-- start of DATA SECTION --

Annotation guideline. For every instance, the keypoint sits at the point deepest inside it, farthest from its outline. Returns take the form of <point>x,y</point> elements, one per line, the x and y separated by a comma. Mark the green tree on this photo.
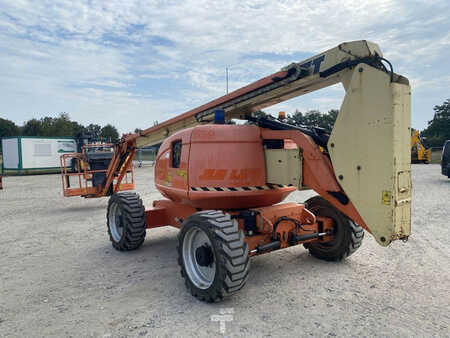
<point>314,118</point>
<point>33,127</point>
<point>8,128</point>
<point>438,130</point>
<point>109,133</point>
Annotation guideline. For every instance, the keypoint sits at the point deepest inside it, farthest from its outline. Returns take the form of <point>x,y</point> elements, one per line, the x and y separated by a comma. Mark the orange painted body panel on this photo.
<point>221,167</point>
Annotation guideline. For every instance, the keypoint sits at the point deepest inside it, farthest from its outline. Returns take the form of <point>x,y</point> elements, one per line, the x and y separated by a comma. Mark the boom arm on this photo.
<point>368,147</point>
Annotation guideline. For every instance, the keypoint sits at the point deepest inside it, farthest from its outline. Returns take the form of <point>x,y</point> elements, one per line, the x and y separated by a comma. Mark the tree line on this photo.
<point>61,126</point>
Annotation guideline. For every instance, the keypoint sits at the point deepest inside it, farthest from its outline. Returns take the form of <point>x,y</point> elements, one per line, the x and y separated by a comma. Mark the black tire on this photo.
<point>126,212</point>
<point>348,236</point>
<point>230,255</point>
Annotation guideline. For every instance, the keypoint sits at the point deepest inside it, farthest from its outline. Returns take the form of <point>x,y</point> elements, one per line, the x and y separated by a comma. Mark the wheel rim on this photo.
<point>116,222</point>
<point>196,245</point>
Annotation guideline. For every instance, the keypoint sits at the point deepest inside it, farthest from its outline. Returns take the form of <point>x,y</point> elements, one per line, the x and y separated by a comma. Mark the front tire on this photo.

-- end of DATA SECTION --

Copy all of the items above word for word, leaving out the picture.

Annotation guideline. For every instance, the keypoint sits at the point deepest inside it, farthest from its outline. Returns take the form of <point>x,y</point> elements, one per line, the x and y separated by a comma. Mark the green tree on this photo.
<point>314,118</point>
<point>33,127</point>
<point>8,128</point>
<point>438,130</point>
<point>109,133</point>
Annotation guideline. For every instance, the keypoint sits at the point deepest inside it, farthest from its outline. Returns take the form of <point>x,y</point> elements, one per line, the x and y separated by a comma. Mark the orange painted body panel on this photo.
<point>221,167</point>
Annotation guideline. For every instance, the keypoint sits at the point deepest inside it, farthest from its outline. Returns take the form of <point>x,y</point> elements, one per line, the x and y separated by a comma. Mark the boom arm on this photo.
<point>368,147</point>
Annotation guideline. For every instance, the keypoint sits at the point deepest inside it, farthest from its outline. Returns take the form of <point>x,y</point> elements, one per line, the x and y separated by a comma. Mark the tree line on this photo.
<point>61,126</point>
Annotation guideline. For every instance, the keypoint sits at the point deepest inside it, farthest from its outline. Returns take the form of <point>x,y</point> elements, one per line, the x and y separated by a comma. Mark the black tire on this photo.
<point>126,212</point>
<point>348,236</point>
<point>230,255</point>
Annotation guideline. For every instance, the keypoint sits at the point deepest inside it, farthest from its outline. Returns take the form of <point>x,y</point> elements, one per line, the x and y separated by a comma. Mark the wheel rim on this photo.
<point>116,222</point>
<point>196,245</point>
Annotation guideline. For every instance, the keypoint sits at the point deepest inside it, farthest from its outline. Returns take the form of <point>x,y</point> elements, one per line, the x and y separated by a comma. Mark the front tire on this photo.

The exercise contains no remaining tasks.